* [WHAT YOU ARE ASKED TO DO]:
From the first line to the last, reproduce the data exactly.
━━━━━━━━━━━━━━━━━━━━
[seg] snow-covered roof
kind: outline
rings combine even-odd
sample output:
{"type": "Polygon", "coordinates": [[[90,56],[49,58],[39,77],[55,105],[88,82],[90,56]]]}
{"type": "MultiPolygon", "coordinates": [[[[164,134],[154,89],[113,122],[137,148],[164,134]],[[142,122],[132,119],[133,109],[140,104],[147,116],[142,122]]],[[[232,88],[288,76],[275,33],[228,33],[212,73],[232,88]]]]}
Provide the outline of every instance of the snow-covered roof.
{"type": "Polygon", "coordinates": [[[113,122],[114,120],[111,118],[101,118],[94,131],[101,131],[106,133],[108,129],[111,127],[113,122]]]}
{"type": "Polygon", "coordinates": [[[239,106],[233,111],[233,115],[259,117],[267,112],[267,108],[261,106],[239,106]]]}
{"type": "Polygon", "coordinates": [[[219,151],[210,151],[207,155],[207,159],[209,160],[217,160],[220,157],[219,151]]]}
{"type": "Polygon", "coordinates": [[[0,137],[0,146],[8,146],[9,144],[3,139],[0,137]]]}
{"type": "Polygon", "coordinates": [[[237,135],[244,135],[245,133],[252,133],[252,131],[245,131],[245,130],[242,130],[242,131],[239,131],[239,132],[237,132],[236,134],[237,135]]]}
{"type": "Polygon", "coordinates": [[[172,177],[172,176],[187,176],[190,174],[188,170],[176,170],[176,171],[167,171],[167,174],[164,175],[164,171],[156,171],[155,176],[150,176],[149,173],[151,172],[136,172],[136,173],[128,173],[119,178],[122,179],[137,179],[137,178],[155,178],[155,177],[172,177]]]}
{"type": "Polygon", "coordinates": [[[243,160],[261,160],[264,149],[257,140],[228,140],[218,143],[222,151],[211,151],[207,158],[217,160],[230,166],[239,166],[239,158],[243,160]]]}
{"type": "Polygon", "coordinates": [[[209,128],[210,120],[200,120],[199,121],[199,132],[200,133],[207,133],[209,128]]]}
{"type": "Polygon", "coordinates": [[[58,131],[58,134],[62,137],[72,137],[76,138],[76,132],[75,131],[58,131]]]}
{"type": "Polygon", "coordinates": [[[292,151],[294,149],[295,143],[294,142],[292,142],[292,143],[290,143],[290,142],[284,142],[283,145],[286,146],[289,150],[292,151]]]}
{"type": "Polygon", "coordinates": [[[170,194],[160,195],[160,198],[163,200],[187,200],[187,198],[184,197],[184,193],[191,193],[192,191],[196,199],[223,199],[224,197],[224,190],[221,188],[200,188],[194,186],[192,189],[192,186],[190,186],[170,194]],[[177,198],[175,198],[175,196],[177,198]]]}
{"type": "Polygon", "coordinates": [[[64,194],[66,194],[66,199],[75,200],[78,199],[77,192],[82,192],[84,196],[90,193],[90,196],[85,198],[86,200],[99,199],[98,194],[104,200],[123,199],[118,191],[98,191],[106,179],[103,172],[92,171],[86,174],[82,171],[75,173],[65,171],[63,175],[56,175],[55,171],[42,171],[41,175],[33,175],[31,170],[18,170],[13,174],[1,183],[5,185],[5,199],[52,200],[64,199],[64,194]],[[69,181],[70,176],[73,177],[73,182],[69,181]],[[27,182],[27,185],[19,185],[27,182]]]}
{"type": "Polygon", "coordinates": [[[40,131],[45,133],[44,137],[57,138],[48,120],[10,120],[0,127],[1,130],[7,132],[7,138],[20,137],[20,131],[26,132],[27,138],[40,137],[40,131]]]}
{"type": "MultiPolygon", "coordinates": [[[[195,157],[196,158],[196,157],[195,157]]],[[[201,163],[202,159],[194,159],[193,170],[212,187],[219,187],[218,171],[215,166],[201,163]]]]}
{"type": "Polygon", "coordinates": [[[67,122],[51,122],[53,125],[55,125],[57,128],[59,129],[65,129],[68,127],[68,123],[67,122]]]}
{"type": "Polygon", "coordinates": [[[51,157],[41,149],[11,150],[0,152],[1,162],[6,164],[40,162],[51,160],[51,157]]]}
━━━━━━━━━━━━━━━━━━━━
* [EXERCISE RESPONSE]:
[seg] snow-covered roof
kind: outline
rings combine even-odd
sample output:
{"type": "Polygon", "coordinates": [[[90,56],[49,58],[39,77],[55,105],[88,82],[90,56]]]}
{"type": "MultiPolygon", "coordinates": [[[[164,134],[154,89],[113,122],[137,148],[164,134]],[[142,122],[132,119],[133,109],[140,104],[147,116],[142,122]]],[[[232,88],[288,76],[275,33],[228,33],[212,73],[232,88]]]]}
Provide the outline of every instance of the snow-covered roof.
{"type": "Polygon", "coordinates": [[[113,122],[114,120],[111,118],[101,118],[94,131],[101,131],[106,133],[108,129],[111,127],[113,122]]]}
{"type": "Polygon", "coordinates": [[[239,106],[233,111],[233,115],[259,117],[267,112],[267,108],[261,106],[239,106]]]}
{"type": "Polygon", "coordinates": [[[219,151],[210,151],[207,155],[207,159],[209,160],[217,160],[220,157],[219,151]]]}
{"type": "Polygon", "coordinates": [[[0,137],[0,146],[8,146],[9,144],[3,139],[0,137]]]}
{"type": "Polygon", "coordinates": [[[237,135],[244,135],[245,133],[252,133],[252,131],[245,131],[245,130],[242,130],[242,131],[239,131],[239,132],[237,132],[236,134],[237,135]]]}
{"type": "Polygon", "coordinates": [[[172,177],[172,176],[187,176],[190,174],[188,170],[176,170],[176,171],[167,171],[167,174],[164,175],[164,171],[156,171],[155,176],[150,176],[149,173],[151,172],[136,172],[136,173],[128,173],[119,178],[122,179],[137,179],[137,178],[155,178],[155,177],[172,177]]]}
{"type": "Polygon", "coordinates": [[[243,160],[261,160],[264,149],[257,140],[228,140],[218,143],[222,151],[211,151],[207,158],[217,160],[230,166],[239,166],[239,158],[243,160]]]}
{"type": "Polygon", "coordinates": [[[209,128],[210,120],[200,120],[199,121],[199,132],[200,133],[207,133],[209,128]]]}
{"type": "Polygon", "coordinates": [[[58,131],[58,134],[62,137],[72,137],[76,138],[76,132],[75,131],[58,131]]]}
{"type": "Polygon", "coordinates": [[[292,151],[294,149],[295,143],[294,142],[292,142],[292,143],[290,143],[290,142],[284,142],[283,145],[286,146],[289,150],[292,151]]]}
{"type": "Polygon", "coordinates": [[[170,194],[160,195],[160,198],[163,200],[187,200],[187,198],[184,197],[184,193],[191,193],[192,191],[196,199],[223,199],[224,197],[224,190],[221,188],[200,188],[194,186],[192,189],[192,186],[190,186],[170,194]],[[177,198],[175,198],[175,196],[177,198]]]}
{"type": "Polygon", "coordinates": [[[64,194],[66,194],[66,199],[75,200],[78,199],[77,192],[82,192],[84,196],[90,193],[90,196],[85,198],[86,200],[99,199],[98,194],[104,200],[123,199],[118,191],[98,191],[106,179],[103,172],[92,171],[86,174],[82,171],[75,173],[65,171],[63,175],[56,175],[55,171],[42,171],[41,175],[33,175],[31,170],[18,170],[13,174],[1,183],[5,185],[5,199],[52,200],[64,199],[64,194]],[[69,181],[70,176],[73,177],[73,182],[69,181]],[[27,182],[27,185],[19,185],[27,182]]]}
{"type": "Polygon", "coordinates": [[[40,131],[45,133],[44,137],[57,138],[48,120],[10,120],[0,127],[1,130],[7,132],[7,138],[20,137],[20,131],[26,132],[27,138],[40,137],[40,131]]]}
{"type": "MultiPolygon", "coordinates": [[[[195,157],[196,158],[196,157],[195,157]]],[[[201,163],[202,159],[194,159],[193,170],[212,187],[219,187],[218,171],[215,166],[201,163]]]]}
{"type": "Polygon", "coordinates": [[[67,122],[51,122],[53,125],[55,125],[57,128],[59,129],[65,129],[68,127],[68,123],[67,122]]]}
{"type": "Polygon", "coordinates": [[[51,157],[41,149],[11,150],[0,152],[1,162],[6,164],[40,162],[51,160],[51,157]]]}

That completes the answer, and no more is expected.